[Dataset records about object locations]
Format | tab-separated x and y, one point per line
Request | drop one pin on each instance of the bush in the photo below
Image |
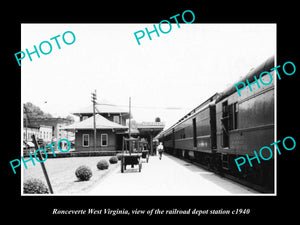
113	160
102	164
34	186
119	156
83	173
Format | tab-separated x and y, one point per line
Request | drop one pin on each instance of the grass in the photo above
61	173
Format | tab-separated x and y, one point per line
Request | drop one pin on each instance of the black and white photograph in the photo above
183	116
159	118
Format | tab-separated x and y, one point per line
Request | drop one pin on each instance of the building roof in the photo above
102	106
101	123
150	125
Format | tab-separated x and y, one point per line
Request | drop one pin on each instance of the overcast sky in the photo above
179	69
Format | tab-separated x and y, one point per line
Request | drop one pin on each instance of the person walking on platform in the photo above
160	149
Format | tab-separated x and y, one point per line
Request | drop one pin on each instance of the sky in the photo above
165	77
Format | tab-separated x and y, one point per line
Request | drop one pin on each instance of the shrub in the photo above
113	160
102	164
83	173
119	156
34	186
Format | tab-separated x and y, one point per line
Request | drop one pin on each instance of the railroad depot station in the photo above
111	124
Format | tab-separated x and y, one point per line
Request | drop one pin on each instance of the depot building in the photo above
111	126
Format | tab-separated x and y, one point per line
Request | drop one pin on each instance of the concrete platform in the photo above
169	176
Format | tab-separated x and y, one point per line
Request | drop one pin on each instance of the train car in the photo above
227	126
245	124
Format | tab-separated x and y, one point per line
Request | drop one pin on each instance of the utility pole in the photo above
129	117
129	126
94	98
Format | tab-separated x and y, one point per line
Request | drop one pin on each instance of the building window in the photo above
116	119
85	140
104	139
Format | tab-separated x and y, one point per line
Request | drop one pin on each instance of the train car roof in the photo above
265	66
197	109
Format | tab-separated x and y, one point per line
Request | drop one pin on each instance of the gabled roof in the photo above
102	106
101	123
150	125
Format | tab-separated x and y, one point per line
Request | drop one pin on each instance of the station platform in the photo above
169	176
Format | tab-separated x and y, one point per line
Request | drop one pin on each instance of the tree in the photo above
34	111
157	119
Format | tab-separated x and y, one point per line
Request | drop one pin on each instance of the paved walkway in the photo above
169	176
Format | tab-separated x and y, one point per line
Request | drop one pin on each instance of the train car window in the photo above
233	113
225	124
235	110
194	132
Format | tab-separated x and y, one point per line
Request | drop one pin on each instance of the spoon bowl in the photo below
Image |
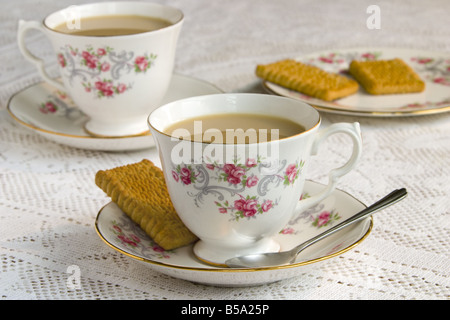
287	257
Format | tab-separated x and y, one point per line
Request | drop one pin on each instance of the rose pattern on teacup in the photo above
132	237
246	183
100	69
59	104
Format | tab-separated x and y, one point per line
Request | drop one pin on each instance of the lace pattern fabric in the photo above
49	201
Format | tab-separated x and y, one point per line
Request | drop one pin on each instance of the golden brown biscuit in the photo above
140	190
386	76
307	79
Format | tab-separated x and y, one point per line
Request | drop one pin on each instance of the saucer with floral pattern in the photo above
52	114
432	67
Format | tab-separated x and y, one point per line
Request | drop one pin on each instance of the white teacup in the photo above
116	80
205	181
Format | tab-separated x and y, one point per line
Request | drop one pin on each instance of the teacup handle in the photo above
24	27
351	129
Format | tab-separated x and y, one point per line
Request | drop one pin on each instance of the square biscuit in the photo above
139	189
386	76
307	79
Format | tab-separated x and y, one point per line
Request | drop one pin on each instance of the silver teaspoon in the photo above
288	257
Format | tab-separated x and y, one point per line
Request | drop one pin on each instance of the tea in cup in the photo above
235	167
115	59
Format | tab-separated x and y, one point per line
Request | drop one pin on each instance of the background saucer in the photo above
52	114
432	67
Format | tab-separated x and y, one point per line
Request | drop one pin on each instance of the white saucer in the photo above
432	67
120	233
52	114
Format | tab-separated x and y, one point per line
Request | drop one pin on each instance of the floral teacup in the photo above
236	197
116	80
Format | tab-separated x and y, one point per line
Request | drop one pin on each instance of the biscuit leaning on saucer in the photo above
307	79
386	76
139	189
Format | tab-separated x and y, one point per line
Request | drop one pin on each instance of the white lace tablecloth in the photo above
49	202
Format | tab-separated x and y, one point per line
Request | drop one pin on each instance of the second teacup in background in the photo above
236	194
117	78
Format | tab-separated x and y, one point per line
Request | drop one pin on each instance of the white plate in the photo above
432	67
52	114
119	232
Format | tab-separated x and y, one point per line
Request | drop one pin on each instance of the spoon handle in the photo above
388	200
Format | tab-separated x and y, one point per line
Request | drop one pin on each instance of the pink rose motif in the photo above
267	205
127	240
248	207
291	173
135	238
185	176
234	173
121	88
105	88
141	63
251	163
252	181
105	66
326	60
323	218
368	56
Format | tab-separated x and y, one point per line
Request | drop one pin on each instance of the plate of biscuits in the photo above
141	223
383	82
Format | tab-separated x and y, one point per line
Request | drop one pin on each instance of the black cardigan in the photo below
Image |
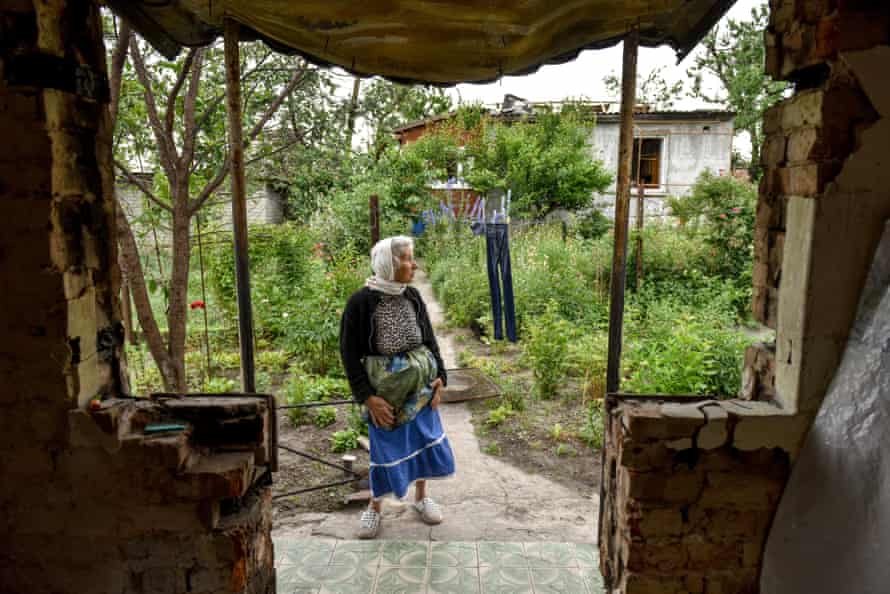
357	337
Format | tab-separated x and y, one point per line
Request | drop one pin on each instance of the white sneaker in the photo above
429	511
370	524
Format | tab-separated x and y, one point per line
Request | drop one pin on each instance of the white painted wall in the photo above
688	149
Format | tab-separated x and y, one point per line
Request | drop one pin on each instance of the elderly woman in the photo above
395	371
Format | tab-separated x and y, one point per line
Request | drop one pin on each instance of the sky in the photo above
583	77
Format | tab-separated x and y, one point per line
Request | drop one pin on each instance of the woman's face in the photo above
407	266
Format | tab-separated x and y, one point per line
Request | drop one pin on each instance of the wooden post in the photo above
127	313
374	205
622	209
640	221
239	204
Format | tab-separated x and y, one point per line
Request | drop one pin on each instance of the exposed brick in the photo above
740	491
708	555
643	556
774	150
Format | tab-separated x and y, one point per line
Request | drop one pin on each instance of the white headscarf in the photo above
384	268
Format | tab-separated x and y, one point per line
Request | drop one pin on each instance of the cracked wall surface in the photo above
93	502
823	202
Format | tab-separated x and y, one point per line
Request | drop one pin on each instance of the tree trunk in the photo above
179	279
127	311
132	266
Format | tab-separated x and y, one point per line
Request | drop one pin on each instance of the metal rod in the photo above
639	241
239	204
317	403
203	297
273	432
316	488
320	460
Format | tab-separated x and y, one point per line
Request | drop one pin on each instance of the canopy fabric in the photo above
432	41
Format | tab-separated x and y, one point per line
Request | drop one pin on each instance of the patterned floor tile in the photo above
404	554
558	580
501	554
453	580
303	552
401	580
587	555
550	554
344	579
505	580
296	577
453	554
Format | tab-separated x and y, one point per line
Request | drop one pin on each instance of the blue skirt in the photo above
417	450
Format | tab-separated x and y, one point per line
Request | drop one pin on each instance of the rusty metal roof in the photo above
431	41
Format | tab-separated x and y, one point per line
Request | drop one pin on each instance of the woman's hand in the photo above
380	411
437	393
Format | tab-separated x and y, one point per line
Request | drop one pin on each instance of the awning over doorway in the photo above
433	41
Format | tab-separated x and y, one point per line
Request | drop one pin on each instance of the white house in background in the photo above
671	149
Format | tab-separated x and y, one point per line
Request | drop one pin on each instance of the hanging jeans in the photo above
498	249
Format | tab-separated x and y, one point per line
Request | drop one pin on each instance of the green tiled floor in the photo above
390	567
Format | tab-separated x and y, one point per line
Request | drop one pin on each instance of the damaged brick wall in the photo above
690	490
806	280
91	502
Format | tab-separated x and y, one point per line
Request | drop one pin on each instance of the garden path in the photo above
486	500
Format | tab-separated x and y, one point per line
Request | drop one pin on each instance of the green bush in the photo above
343	441
272	361
547	350
302	389
325	416
592	431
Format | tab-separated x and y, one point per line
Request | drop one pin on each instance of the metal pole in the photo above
204	298
622	209
639	242
374	206
239	203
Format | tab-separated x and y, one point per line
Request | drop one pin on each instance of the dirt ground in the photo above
545	437
296	472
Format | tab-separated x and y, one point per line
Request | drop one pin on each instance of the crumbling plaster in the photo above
822	276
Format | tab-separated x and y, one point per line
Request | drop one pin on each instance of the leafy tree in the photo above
735	55
724	208
385	105
546	162
171	115
652	89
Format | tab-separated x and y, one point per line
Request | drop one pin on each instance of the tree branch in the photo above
118	59
273	107
188	117
174	92
166	150
139	184
211	187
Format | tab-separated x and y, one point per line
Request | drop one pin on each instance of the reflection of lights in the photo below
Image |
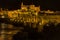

## Goal:
Please collect every line of the listing above that contains the word "wall".

## Written answer:
Request | drop one pin on each instance of the white painted wall in the photo above
Request | drop one pin on each instance of the cracked wall surface in the photo above
Request | drop one pin on each instance of the damaged brick wall in the photo above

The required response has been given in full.